● **Selected extract**:
------------------------------

Vertex Cache Optimizations

Graphic cards usually have 2 Caches designed to help processing Vertices, one of their favorite tasks.

Pre T&L Cache
This Cache merely stores the untransformed Vertex read from a VBO. Optimizations regarding this part of the Cache are simply sorting your Vertices in order of appearance, so the IBO issues Triangles in this order (0,1,2,0,2,3) rather then (999,17,2044,999,2044,2). This Cache is typically extremely large, being able to hold ~64k Vertices on a Geforce 3 and up.

Post T&L Cache
The more valuable Cache is the one storing the transformed results from the Vertex Shader, this Cache is typically very small (8 is minimum, 12-24 common) holding only very few Entries. It will only work with indexed primitives passed to GL.DrawElements, because GL.DrawArrays cannot make any assumptions which Vertices are actually identical.

While Pre-T&L Cache optimization only operates on the Vertices, Post T&L optimization will only operate on Indices (Primitives). Typically the Post T&L is calculated first, and the Pre T&L sorting step is performed on the optimized Indices Array.

Links for further reading

http://ati.amd.com/developer/i3d2006/I3D2006-Sander-TOO.pdf
http://www.cs.princeton.edu/gfx/pubs/Sander_2007_%3ETR/index.php
http://www.cs.umd.edu/Honors/reports/Vertex_Reordering_for_Cache_Coheren...
http://home.comcast.net/~tom_forsyth/papers/fast_vert_cache_opt.html
http://ati.amd.com/developer/tootle.html
http://developer.nvidia.com/object/vertex_cache_opt.html (ancient)
http://developer.nvidia.com/object/nvtristrip_library.html
http://www.clootie.ru/delphi/dxtools.html (DirectX based detector)

Useful quotes:
truncated quote from: http://developer.nvidia.com/object/devnews005.html

"When rendering using the hardware transform-and-lighting (TnL) pipeline or vertex-shaders, the GPU intermittently caches transformed and lit vertices. Storing these post-transform and lighting (post-TnL) vertices avoids recomputing the same values whenever a vertex is shared between multiple triangles and thus saves time. The post-TnL cache increases rendering performance by up to 2x. ...

------------------------------

● **Given records**:

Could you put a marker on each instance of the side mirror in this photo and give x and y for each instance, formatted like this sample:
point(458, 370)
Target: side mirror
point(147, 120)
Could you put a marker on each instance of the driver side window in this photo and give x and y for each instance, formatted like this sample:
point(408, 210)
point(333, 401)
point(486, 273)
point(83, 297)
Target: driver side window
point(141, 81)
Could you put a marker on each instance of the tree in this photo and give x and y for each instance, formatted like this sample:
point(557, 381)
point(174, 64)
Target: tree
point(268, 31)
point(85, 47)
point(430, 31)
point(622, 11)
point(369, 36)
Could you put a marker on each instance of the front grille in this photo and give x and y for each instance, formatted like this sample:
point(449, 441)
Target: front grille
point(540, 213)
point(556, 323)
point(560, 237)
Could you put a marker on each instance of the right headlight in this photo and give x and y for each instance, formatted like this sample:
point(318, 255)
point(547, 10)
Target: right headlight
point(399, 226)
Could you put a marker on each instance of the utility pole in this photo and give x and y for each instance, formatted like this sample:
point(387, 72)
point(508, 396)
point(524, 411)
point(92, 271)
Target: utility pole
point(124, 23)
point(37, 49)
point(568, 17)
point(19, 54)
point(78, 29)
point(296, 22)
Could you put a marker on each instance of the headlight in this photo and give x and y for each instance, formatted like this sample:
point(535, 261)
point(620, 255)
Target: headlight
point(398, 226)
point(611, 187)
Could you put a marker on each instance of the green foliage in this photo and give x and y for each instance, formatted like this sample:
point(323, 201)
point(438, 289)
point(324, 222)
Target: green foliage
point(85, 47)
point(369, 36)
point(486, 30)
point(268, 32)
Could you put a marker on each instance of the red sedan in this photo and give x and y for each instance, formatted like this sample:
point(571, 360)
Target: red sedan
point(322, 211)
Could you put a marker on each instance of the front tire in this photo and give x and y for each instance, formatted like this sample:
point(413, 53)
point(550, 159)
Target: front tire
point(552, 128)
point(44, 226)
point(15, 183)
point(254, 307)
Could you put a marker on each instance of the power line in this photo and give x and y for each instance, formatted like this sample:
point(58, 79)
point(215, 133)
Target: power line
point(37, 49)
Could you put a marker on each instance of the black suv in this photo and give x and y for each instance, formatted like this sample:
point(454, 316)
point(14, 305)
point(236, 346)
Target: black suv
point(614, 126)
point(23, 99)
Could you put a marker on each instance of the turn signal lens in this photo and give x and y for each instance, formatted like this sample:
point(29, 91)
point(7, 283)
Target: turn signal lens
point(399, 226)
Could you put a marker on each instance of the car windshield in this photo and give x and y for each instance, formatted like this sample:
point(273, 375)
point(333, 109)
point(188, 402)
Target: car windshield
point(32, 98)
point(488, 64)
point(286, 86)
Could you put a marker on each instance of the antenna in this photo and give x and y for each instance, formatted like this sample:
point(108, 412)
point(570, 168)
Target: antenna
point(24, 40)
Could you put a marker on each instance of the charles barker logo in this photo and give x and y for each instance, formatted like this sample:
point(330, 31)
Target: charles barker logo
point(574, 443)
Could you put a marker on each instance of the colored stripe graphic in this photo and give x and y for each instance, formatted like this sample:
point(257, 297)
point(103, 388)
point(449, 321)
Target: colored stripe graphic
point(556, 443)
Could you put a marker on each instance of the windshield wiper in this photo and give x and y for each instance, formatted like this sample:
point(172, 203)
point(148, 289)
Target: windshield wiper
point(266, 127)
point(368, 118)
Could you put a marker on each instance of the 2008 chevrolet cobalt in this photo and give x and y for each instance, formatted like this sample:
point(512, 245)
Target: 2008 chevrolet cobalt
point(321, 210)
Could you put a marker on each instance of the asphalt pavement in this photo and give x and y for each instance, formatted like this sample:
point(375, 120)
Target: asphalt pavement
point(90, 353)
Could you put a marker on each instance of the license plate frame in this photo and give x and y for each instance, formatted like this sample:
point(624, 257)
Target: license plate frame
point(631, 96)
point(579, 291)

------------------------------

● **Objective A**:
Give each distinct website host name that appears in the further-reading links of the vertex cache optimization text, once each.
● **Objective B**:
Continue the vertex cache optimization text from its final sentence.

● **Task result A**:
ati.amd.com
www.cs.princeton.edu
www.cs.umd.edu
home.comcast.net
developer.nvidia.com
www.clootie.ru

● **Task result B**:
...The post-TnL cache is a strict First-In-First-Out buffer, and varies in size from effectively 10 (actual 16) vertices on GeForce 256, GeForce 2, and GeForce 4 MX chipsets to effectively 18 (actual 24) on GeForce 3 and GeForce 4 Ti chipsets. Non-indexed draw-calls cannot take advantage of the cache, as it is then impossible for the GPU to know which vertices are shared. ...

...The mesh needs to be submitted in a single draw-call to optimize batch-size. The draw-call must be with an indexed primitive-type (see above), either strips or lists -- the performance difference between strips and lists is negligible when taking advantage of the post-TnL cache."

Last Update of the Links: January 2008

Garbage Collection Performance

The .Net Framework features a precise, generational and compacting Garbage Collector (GC): precise because it specifically traces only managed object pointers, generational because it distinguishes long-lived objects objects from temporary ones, and compacting because it moves data in memory to avoid leaving holes behind. The GC is a great tool in the .Net arsenal, not only because it increases productivity but also because it provides extremely fast memory allocations (compared to standard C/C++ malloc/new).

One of the challenges of working with garbage collection is garbage collection pauses. If these last longer than 5-7ms, it can impact interactive updates. While collector pauses are highly dependent on the the implementation, typically they are managed-pointer-count proportional pauses which occur because of the tracing or marking of the tenured heap. Note that even in the CLR 4.0 "concurrent" collector, there is still a pause for tenured-generation mark.

There are two main strategies for dealing with garbage collection pauses. First, minimize the duration of the pause, second, minimize the frequency of the pause.

To minimize the duration of the pause, minimize the total number of long-lived reachable managed pointers. It's important to note this is not the same as keeping the heap small. Large value-type arrays are not scanned by the GC if they contain no pointers. Likewise, raw byte[] data buffers are also not scanned by the GC. Placing large data-chunks, such as vertex-buffers, index-buffers, textures, and other raw-data into value-type arrays which don't contain pointers can substantially minimize the number of GC traced pointers.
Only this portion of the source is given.